### REQUIRED TASK
Update the data below by changing every "innermost point" to "central point" and leaving all other text as it is.
-=-=-
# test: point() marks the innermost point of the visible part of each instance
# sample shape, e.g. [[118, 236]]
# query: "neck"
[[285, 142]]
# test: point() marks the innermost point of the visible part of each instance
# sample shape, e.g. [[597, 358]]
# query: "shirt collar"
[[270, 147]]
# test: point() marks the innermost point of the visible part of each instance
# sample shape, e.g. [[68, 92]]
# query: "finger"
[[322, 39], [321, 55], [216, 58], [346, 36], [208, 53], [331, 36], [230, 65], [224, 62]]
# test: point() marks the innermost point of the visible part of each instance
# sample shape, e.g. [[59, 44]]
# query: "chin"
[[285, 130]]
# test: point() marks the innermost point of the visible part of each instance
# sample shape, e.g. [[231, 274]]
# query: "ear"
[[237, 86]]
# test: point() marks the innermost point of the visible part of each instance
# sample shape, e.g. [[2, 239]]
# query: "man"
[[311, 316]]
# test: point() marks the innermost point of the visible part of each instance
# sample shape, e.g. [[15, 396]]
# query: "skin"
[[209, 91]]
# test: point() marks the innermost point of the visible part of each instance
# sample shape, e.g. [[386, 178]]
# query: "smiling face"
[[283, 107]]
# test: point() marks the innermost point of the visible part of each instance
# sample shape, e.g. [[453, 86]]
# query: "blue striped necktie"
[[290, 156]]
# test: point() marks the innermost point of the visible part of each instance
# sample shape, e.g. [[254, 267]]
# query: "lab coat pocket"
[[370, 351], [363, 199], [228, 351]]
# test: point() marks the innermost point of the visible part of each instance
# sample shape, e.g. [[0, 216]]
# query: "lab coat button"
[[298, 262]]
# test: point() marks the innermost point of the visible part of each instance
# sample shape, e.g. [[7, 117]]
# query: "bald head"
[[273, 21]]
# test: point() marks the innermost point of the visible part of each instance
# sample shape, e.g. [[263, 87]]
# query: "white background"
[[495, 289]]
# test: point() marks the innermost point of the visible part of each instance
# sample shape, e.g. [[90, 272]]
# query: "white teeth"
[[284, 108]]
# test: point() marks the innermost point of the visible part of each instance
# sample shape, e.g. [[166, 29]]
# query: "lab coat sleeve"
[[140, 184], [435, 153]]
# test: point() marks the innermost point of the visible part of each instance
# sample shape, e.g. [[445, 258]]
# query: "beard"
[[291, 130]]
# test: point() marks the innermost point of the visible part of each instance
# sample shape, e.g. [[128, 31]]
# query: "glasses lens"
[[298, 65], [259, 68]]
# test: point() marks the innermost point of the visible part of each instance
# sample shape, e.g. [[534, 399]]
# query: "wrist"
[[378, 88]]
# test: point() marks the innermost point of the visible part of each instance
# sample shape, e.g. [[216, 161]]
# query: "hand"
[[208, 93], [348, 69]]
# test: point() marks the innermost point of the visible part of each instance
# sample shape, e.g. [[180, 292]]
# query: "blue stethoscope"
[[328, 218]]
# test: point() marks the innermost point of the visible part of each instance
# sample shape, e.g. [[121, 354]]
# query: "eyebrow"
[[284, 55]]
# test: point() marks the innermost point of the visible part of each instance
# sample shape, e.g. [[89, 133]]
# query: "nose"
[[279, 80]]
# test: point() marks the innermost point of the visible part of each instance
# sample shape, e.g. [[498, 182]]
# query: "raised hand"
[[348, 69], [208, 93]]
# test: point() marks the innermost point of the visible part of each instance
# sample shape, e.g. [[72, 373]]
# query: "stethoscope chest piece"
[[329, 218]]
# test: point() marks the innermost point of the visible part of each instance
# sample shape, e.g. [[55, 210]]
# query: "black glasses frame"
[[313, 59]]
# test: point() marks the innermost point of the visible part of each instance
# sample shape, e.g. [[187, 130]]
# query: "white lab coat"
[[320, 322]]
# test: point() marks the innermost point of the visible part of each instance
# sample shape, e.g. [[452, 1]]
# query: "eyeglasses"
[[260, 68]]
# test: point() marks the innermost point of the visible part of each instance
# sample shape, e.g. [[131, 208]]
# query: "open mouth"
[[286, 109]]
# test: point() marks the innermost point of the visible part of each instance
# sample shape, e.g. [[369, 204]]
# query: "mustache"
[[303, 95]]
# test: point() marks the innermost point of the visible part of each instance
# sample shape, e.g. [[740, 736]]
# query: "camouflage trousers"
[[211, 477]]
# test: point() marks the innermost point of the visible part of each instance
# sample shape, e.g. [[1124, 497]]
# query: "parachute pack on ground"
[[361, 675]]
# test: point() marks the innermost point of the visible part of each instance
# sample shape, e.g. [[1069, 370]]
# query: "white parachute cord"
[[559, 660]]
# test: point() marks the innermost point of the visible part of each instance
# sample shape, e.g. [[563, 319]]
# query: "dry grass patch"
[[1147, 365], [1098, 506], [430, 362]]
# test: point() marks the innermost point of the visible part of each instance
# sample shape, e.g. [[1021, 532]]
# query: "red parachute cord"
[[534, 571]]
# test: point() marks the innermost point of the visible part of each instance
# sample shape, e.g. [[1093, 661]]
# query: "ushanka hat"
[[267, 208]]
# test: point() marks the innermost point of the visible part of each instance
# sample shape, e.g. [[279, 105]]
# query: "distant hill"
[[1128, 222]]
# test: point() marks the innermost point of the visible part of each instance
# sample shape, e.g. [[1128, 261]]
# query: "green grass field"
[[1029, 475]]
-=-=-
### CORRECT RESPONSE
# test: point() marks the central point of the visible part of each instance
# sample shape, e.g. [[118, 236]]
# query: "neck"
[[285, 142]]
# test: point() marks the central point of the visible part of each instance
# sample shape, e.g. [[597, 358]]
# query: "shirt collar"
[[270, 147]]
# test: point() marks the central point of the visible part of each instance
# sample shape, e.g. [[68, 92]]
# query: "finger"
[[322, 39], [321, 55], [216, 58], [346, 36], [208, 53], [331, 36], [230, 65], [224, 62]]
# test: point() marks the central point of the visible part of each instance
# sample shape, e.g. [[59, 44]]
# query: "chin"
[[285, 130]]
# test: point() marks the central point of the visible part of each instance
# sample shape, e.g. [[231, 274]]
# query: "ear"
[[237, 86]]
# test: point() marks the central point of the visible part of each instance
# sample shape, e.g. [[2, 239]]
# query: "man"
[[311, 316]]
# test: point() marks the central point of the visible part of each instance
# sample shape, e.g. [[15, 396]]
# query: "skin"
[[209, 91]]
# test: point() marks the central point of the visible part of each instance
# sample shape, e.g. [[386, 178]]
# query: "smiling face"
[[283, 107]]
# test: point() marks the central point of the visible part of each instance
# sample shape, e.g. [[453, 86]]
# query: "blue striped necktie"
[[290, 156]]
# test: point() marks the central point of the visible part of each instance
# sample shape, e.g. [[254, 267]]
# query: "lab coat pocket"
[[370, 351], [363, 199], [228, 351]]
# test: point() marks the central point of the visible part of each instance
# sample shape, e.g. [[0, 216]]
# query: "lab coat button"
[[298, 262]]
# test: point() marks the central point of the visible part of each instance
# sample shape, e.g. [[7, 117]]
# query: "bald head"
[[273, 21]]
# test: point() marks the central point of the visible part of each instance
# sample shape, e.g. [[263, 87]]
# query: "white background"
[[495, 289]]
# test: point() marks the central point of the visible part of each instance
# sample shape, e.g. [[90, 272]]
# query: "white teeth"
[[284, 108]]
# test: point() marks the central point of the visible part of each instance
# sample shape, e.g. [[166, 29]]
# query: "lab coat sleeve"
[[140, 184], [435, 153]]
# test: point() marks the central point of the visible part of each instance
# sample shape, e.g. [[445, 258]]
# query: "beard"
[[291, 130]]
# test: point() marks the central point of the visible part of each instance
# sample shape, e.g. [[128, 31]]
# query: "glasses lens"
[[298, 65], [259, 68]]
# test: point() marks the central point of the visible part of each instance
# sample shape, e.g. [[534, 399]]
# query: "wrist"
[[378, 88]]
# test: point() marks the central point of the visible part of each instance
# sample shape, e.g. [[216, 161]]
# query: "hand"
[[208, 93], [348, 69]]
# test: point() marks the central point of the visible part of each instance
# sample shape, e.g. [[180, 292]]
# query: "blue stethoscope"
[[328, 218]]
# test: point() marks the central point of the visible part of each instance
# sample shape, e.g. [[121, 354]]
# query: "eyebrow"
[[284, 55]]
# test: point() marks the central point of the visible part of each instance
# sample shape, e.g. [[89, 133]]
# query: "nose"
[[279, 80]]
# test: point() marks the central point of the visible part of each instance
# sample shape, e.g. [[498, 182]]
# query: "raised hand"
[[348, 69], [208, 93]]
# test: point() marks the central point of the visible part of each instance
# sample shape, e.g. [[72, 373]]
# query: "stethoscope chest piece"
[[329, 218]]
# test: point() marks the central point of the visible part of each instance
# sample shape, e.g. [[55, 210]]
# query: "black glasses frame"
[[313, 59]]
# test: point() marks the central point of the visible part of each instance
# sample shape, e.g. [[187, 130]]
# query: "white lab coat"
[[320, 322]]
# test: point() marks the central point of the visible part of each instance
# sample shape, e.g. [[452, 1]]
# query: "eyeglasses"
[[260, 68]]
# test: point() marks the central point of the visible part of each instance
# sample shape, e.g. [[131, 208]]
# query: "open mouth"
[[286, 109]]
# test: point() marks the central point of the visible part of each instance
# sample shape, e.g. [[369, 204]]
# query: "mustache"
[[303, 95]]
# test: point() marks the central point of the visible part of each instance
# sample shape, e.g. [[740, 736]]
# query: "camouflage trousers"
[[211, 477]]
# test: point() marks the central point of the visible part of each instance
# sample shape, e.g. [[1124, 497]]
# query: "parachute pack on ground"
[[361, 675]]
# test: point() marks the central point of the visible part of each instance
# sample shape, e.g. [[1069, 370]]
# query: "white parachute cord"
[[559, 660]]
# test: point() marks the central point of the visible part of each instance
# sample shape, e.g. [[563, 319]]
# query: "dry grass patch"
[[1147, 365], [1098, 506], [430, 362]]
# test: point() marks the central point of the visible part of each instance
# sample shape, e.g. [[1021, 532]]
# query: "red parachute cord"
[[534, 571]]
# test: point() marks the central point of the visible part of each instance
# sample shape, e.g. [[1093, 661]]
# query: "ushanka hat"
[[267, 208]]
# test: point() marks the central point of the visible part of each instance
# sample shape, e.g. [[279, 105]]
# query: "distant hill"
[[1128, 222]]
# test: point() marks the central point of the visible part of each instance
# sample shape, e.g. [[1128, 261]]
# query: "green grass field"
[[1029, 475]]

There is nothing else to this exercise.